Stated problem:
Scale the data from the line that contains "TASK = place a pin on each instance of the sandy" through the last line, reproducing every line and multiplying only the pixel coordinates in the answers by 2.4, rounded to whole numbers with halves rounded up. All other numbers stay unchanged.

Records supplied:
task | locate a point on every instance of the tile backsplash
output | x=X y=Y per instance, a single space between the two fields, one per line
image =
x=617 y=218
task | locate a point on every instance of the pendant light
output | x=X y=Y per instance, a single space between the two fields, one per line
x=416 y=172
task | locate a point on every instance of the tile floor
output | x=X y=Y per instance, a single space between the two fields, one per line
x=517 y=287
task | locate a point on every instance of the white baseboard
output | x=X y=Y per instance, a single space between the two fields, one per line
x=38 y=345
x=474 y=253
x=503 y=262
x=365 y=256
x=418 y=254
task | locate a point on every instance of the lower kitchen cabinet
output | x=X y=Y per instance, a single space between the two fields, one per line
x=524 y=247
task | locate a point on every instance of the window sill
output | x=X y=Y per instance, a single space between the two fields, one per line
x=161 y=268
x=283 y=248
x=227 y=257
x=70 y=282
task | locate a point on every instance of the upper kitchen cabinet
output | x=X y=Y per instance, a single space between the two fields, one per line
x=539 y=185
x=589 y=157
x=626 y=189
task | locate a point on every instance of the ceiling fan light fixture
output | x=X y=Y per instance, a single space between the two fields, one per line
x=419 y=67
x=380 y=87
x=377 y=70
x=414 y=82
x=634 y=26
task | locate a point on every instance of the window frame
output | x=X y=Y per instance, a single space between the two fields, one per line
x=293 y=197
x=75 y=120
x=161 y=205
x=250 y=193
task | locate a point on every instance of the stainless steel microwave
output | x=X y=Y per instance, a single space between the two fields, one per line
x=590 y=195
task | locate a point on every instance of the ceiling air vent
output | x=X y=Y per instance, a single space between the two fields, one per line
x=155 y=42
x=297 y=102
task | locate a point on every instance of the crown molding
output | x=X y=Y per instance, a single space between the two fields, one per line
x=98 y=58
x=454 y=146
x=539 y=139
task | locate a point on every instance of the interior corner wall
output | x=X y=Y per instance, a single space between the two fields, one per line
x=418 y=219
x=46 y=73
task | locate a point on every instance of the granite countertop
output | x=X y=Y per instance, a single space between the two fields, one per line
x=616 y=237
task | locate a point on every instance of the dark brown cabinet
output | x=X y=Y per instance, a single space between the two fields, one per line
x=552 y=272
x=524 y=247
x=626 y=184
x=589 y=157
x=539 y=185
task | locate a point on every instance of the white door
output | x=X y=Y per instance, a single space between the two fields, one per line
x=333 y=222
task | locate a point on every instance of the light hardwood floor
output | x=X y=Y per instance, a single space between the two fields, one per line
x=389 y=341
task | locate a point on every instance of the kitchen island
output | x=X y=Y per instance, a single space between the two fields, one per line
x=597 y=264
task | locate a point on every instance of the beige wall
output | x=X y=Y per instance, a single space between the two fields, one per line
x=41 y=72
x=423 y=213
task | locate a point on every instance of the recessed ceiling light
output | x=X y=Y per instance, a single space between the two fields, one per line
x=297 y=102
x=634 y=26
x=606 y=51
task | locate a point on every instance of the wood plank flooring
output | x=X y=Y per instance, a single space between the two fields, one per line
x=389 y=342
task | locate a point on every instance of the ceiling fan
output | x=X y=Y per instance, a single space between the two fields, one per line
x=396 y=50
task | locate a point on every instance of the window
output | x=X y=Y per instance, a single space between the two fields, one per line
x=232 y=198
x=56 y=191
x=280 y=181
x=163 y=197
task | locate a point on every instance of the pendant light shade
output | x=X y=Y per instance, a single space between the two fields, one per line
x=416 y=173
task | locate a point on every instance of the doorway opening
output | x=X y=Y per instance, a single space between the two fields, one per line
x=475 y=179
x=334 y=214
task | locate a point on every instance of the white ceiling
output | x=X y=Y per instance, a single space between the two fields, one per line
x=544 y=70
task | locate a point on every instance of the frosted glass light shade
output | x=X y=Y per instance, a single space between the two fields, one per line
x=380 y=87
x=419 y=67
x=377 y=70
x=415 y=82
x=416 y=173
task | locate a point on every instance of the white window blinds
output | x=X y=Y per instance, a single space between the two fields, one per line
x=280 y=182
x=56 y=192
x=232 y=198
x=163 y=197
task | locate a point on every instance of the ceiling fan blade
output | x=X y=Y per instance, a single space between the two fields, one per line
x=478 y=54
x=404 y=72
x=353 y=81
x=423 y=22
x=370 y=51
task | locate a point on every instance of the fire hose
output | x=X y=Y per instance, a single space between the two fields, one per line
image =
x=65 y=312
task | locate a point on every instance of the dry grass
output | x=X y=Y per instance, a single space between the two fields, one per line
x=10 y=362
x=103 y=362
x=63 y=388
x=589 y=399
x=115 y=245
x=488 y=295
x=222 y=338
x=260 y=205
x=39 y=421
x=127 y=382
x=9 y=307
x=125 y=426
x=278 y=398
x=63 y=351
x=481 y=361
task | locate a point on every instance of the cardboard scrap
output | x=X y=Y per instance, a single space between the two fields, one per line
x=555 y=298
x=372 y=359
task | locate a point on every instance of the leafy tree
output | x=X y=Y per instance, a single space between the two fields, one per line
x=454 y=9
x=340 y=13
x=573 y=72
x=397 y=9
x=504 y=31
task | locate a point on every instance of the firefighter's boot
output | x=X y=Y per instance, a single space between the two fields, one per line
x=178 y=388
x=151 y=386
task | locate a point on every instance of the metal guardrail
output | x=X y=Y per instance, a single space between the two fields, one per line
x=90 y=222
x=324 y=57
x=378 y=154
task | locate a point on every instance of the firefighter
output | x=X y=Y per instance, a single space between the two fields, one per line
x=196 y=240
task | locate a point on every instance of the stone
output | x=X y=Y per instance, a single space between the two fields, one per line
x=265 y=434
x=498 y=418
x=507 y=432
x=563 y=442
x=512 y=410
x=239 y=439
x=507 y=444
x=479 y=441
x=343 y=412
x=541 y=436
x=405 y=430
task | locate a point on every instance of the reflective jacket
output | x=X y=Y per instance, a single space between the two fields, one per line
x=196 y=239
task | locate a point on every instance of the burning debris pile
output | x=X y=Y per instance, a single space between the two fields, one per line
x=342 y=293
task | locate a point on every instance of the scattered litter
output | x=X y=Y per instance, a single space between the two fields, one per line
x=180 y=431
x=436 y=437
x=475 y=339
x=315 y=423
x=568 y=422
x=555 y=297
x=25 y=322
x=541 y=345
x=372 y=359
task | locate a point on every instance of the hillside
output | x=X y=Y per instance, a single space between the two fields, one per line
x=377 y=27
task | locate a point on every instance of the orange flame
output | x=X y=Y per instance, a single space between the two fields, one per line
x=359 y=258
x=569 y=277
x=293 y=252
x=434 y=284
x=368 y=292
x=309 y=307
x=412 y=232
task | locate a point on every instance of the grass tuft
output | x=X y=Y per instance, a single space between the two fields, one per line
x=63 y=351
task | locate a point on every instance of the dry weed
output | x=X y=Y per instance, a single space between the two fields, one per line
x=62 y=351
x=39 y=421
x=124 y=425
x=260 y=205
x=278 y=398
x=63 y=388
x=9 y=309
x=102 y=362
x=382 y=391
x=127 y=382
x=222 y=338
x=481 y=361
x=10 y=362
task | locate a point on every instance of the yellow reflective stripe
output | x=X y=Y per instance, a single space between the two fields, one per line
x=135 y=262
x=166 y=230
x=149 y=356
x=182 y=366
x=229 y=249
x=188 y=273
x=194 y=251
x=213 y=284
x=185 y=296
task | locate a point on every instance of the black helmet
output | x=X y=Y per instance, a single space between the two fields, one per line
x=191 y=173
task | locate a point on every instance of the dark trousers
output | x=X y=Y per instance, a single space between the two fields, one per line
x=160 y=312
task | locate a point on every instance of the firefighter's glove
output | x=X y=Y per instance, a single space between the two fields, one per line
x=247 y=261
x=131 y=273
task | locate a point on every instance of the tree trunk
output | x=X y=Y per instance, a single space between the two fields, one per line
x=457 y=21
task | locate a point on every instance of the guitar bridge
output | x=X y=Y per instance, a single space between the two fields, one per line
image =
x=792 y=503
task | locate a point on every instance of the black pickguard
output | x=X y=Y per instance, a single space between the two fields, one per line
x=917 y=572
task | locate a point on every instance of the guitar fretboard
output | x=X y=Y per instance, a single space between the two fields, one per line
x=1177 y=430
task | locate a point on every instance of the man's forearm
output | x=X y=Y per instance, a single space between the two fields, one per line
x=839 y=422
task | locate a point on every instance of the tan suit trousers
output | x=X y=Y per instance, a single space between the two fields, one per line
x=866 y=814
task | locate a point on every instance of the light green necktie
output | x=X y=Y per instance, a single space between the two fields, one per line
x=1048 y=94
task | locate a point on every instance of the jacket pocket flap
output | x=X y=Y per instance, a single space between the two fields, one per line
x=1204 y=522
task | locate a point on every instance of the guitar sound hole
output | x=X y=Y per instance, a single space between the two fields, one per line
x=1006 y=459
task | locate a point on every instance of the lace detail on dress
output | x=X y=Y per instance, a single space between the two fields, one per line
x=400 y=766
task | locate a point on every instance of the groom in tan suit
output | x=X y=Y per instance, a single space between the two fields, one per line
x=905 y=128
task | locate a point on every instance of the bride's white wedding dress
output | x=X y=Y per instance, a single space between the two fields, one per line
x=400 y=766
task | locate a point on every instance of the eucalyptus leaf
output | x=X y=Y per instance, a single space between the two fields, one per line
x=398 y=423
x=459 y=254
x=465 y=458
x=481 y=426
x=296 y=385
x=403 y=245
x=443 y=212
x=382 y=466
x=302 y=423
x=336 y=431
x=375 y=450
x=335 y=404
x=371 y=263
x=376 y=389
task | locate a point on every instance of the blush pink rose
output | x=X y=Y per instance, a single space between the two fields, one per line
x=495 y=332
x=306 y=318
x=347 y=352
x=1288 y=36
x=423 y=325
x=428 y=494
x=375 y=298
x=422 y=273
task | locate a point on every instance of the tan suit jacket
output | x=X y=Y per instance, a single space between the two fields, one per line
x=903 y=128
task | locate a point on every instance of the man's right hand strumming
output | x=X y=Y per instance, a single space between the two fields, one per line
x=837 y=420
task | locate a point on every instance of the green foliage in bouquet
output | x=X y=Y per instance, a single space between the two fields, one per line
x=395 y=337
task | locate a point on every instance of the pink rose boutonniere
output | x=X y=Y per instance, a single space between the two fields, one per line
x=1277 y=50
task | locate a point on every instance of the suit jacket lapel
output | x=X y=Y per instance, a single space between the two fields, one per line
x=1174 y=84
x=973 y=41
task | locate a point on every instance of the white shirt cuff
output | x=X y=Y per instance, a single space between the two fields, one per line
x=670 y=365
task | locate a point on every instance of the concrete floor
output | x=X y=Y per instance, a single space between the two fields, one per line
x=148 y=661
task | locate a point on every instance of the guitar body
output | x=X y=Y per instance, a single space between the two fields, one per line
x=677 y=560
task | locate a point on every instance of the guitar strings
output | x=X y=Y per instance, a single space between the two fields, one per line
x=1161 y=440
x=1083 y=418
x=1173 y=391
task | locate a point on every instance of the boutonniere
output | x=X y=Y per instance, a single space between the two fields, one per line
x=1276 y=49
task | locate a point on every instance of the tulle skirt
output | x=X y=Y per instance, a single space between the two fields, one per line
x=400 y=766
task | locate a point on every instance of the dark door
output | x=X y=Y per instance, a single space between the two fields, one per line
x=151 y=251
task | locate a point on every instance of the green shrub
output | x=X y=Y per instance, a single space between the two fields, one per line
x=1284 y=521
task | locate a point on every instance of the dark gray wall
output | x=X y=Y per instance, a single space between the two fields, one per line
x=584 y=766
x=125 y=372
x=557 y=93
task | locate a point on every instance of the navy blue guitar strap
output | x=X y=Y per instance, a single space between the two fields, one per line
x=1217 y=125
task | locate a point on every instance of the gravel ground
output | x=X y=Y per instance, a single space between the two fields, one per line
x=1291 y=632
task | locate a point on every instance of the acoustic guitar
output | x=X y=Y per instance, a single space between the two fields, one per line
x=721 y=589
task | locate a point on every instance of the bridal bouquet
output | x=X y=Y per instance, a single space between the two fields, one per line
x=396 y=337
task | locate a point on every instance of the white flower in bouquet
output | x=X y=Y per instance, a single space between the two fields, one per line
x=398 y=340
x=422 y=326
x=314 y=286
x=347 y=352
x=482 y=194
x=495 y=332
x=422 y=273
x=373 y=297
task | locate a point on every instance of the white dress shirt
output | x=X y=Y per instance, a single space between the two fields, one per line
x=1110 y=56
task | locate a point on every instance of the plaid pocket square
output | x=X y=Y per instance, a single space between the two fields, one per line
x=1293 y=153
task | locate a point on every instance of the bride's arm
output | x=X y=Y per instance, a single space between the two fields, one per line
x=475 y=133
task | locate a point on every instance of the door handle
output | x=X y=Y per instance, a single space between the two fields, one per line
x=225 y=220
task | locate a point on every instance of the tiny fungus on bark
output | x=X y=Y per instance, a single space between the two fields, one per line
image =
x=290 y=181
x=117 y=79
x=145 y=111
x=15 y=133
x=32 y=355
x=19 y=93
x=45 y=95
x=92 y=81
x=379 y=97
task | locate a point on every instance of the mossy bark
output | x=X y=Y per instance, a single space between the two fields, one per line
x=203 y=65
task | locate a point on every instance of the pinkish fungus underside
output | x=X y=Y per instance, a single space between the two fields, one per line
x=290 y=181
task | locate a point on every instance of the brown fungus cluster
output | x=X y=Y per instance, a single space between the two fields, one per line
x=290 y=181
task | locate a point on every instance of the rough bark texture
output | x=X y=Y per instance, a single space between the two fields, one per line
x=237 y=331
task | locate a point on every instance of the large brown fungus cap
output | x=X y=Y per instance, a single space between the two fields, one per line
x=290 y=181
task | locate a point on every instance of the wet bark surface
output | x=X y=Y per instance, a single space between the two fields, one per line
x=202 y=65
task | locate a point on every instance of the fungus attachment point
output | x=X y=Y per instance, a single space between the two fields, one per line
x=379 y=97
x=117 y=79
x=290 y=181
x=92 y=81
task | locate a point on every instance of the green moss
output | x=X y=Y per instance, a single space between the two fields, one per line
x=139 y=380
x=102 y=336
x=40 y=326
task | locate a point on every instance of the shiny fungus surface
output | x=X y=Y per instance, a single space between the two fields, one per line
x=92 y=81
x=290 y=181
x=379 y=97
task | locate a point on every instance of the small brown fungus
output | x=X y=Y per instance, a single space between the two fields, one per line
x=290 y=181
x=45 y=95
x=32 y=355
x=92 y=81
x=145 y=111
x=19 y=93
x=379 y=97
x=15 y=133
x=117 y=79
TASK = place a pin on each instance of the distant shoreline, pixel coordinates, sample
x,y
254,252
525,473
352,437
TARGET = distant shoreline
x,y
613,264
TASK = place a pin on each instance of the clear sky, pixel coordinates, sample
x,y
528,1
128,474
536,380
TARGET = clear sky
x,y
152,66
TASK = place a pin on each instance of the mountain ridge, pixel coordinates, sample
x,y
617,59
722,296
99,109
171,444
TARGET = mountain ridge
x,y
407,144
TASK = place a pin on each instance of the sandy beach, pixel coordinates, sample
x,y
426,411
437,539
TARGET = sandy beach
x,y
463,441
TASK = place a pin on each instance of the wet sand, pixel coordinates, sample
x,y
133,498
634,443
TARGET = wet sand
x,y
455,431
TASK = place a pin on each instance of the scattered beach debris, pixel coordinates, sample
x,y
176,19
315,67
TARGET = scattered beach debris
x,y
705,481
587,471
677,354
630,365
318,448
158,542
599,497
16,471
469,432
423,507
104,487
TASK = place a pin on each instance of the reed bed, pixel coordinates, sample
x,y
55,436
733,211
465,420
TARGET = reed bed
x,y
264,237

Response:
TASK = place a pin on each instance of the sandy beach, pixel coordinates, sample
x,y
426,411
437,539
TARGET = sandy beach
x,y
1111,1058
TASK = place a pin on each instance of the wet sand, pixel coordinates, sample
x,y
133,498
634,443
TARGET = wet sand
x,y
1092,1034
TASK = place a pin on each instance of the scattered beach debris, pixel coordinates, sample
x,y
176,19
315,67
TARGET = scattered beach debris
x,y
1692,1154
1409,1130
1625,850
1512,876
763,1075
379,1301
1438,1193
38,1130
1126,1037
1015,1217
250,1169
TASK = place a pin on each instance of the reed bed, pixel coordinates, sample
x,y
55,436
733,211
465,420
TARGET = reed bed
x,y
634,569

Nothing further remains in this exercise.